* _Source passage_

☆ ☆ ☆ ☆ ☆

Here are two examples of agroforestry systems:

• Alley-cropping: In this system, leguminous trees like leucaena and madre-de-caceo (Gliricidia) are planted in

rows 3-4 meters apart with food or forage (animal feed) crops grown in-between. The trees enrich the soil by fixing nitrogen from the air, and their leaves and pods provide a high-protein animal feed. The leaves, which are high in N, can be cut and carried to the non-legume crop for use as fertilizer or mulch; they can also be used for composting.

• Livestock/forage systems: Many leguminous trees like Leucaena, Gliricidia, Calliandra, and Sesbania have nutritious leaves palatable to livestock. (Leucaena leaves are toxic to non-ruminants.)

The Regenerative Agriculture Movement

Also known as "biological" or "sustainable" agriculture, the origins of this movement go back a century or more. It has received new impetus (mainly in the U.S. and Europe) during the past 10 years, due to ever-increasing ag chemical prices and growing concern over pesticide usage, accelerated erosion, and other problems like nitrate pollution. The latter is partly attributable to the overuse of N fertilizers. The main principles and practices of regenerative agriculture are:

• It aims to sustain and support the environment instead of exploiting it.

• The use of insecticides, herbicides, and other biocides is minimized or eliminated. Control of weeds, insects and diseases is accomplished through natural, biological, or mechanical controls such as crop rotations, cultivation, resistant varieties, predator insects, and biological insecticides.

☆ ☆ ☆ ☆ ☆

* _Data listing_
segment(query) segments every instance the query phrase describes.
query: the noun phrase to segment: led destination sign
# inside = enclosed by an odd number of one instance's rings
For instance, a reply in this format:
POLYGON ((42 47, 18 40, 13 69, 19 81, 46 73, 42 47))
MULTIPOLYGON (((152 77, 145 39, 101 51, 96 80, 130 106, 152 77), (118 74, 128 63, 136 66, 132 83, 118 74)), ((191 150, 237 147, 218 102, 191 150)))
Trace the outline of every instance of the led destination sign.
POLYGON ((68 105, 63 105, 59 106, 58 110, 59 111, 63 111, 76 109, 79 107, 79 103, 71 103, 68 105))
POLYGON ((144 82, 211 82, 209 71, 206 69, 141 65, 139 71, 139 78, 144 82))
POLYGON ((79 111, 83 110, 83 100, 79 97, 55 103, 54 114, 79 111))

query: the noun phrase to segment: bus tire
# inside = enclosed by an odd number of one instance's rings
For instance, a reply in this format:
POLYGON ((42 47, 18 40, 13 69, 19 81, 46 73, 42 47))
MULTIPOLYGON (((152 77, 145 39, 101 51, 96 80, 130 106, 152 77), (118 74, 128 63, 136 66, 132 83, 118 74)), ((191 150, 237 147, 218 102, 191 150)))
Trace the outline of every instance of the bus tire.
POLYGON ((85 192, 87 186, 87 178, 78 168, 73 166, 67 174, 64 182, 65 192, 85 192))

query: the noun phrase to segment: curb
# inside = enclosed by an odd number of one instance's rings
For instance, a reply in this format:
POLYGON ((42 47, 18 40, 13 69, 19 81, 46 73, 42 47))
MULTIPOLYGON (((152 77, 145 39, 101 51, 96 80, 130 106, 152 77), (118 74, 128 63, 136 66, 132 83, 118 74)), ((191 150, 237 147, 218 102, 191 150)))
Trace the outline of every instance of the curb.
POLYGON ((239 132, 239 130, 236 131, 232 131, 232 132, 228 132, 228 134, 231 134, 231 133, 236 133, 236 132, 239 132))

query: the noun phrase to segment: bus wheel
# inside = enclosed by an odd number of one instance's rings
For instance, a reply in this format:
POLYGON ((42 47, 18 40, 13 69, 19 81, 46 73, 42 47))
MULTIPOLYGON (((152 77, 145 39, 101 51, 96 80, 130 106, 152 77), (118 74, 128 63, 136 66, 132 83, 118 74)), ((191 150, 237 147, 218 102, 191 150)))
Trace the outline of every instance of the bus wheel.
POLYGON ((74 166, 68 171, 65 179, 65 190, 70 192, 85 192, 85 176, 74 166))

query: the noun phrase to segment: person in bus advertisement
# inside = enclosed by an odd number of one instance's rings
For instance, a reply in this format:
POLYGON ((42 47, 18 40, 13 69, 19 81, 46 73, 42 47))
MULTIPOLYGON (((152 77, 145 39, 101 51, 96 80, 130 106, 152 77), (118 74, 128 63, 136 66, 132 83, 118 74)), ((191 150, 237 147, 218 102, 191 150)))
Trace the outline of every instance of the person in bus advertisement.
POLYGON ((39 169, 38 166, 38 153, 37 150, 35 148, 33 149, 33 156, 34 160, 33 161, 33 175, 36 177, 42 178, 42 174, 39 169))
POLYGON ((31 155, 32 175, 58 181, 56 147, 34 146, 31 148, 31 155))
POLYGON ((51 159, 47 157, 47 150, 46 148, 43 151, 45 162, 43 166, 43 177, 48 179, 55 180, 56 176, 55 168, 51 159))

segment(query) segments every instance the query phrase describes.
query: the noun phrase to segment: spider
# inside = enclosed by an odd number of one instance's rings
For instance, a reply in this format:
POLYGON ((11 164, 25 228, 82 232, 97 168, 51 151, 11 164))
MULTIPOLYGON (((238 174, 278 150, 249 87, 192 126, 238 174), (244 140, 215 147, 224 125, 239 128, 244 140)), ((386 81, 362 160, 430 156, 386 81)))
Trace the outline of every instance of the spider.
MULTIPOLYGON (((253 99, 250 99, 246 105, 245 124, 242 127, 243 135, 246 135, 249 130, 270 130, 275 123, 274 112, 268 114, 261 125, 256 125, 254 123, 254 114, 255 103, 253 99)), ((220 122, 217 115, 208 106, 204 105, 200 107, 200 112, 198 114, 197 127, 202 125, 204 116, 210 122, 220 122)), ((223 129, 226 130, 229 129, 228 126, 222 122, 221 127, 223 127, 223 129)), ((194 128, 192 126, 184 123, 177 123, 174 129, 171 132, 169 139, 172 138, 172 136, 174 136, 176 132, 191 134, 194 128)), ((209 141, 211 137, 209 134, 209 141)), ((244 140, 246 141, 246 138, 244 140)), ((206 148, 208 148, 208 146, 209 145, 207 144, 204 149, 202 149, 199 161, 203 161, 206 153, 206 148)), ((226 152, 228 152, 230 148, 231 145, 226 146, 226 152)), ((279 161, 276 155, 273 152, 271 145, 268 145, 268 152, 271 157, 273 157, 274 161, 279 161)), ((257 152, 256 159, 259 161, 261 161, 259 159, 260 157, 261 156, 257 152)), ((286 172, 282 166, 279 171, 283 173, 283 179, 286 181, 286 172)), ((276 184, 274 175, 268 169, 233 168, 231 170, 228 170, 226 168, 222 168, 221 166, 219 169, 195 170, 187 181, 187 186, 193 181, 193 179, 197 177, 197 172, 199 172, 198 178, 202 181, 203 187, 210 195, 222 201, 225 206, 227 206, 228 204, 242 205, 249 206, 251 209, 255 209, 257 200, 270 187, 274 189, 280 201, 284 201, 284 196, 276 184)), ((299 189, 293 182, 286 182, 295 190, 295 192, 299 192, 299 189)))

☆ ☆ ☆ ☆ ☆

* _Work required_
Repeat word for word everything in the farming text above from "The Regenerative Agriculture" down to "and biological insecticides.".

* _Answer to the problem_
The Regenerative Agriculture Movement

Also known as "biological" or "sustainable" agriculture, the origins of this movement go back a century or more. It has received new impetus (mainly in the U.S. and Europe) during the past 10 years, due to ever-increasing ag chemical prices and growing concern over pesticide usage, accelerated erosion, and other problems like nitrate pollution. The latter is partly attributable to the overuse of N fertilizers. The main principles and practices of regenerative agriculture are:

• It aims to sustain and support the environment instead of exploiting it.

• The use of insecticides, herbicides, and other biocides is minimized or eliminated. Control of weeds, insects and diseases is accomplished through natural, biological, or mechanical controls such as crop rotations, cultivation, resistant varieties, predator insects, and biological insecticides.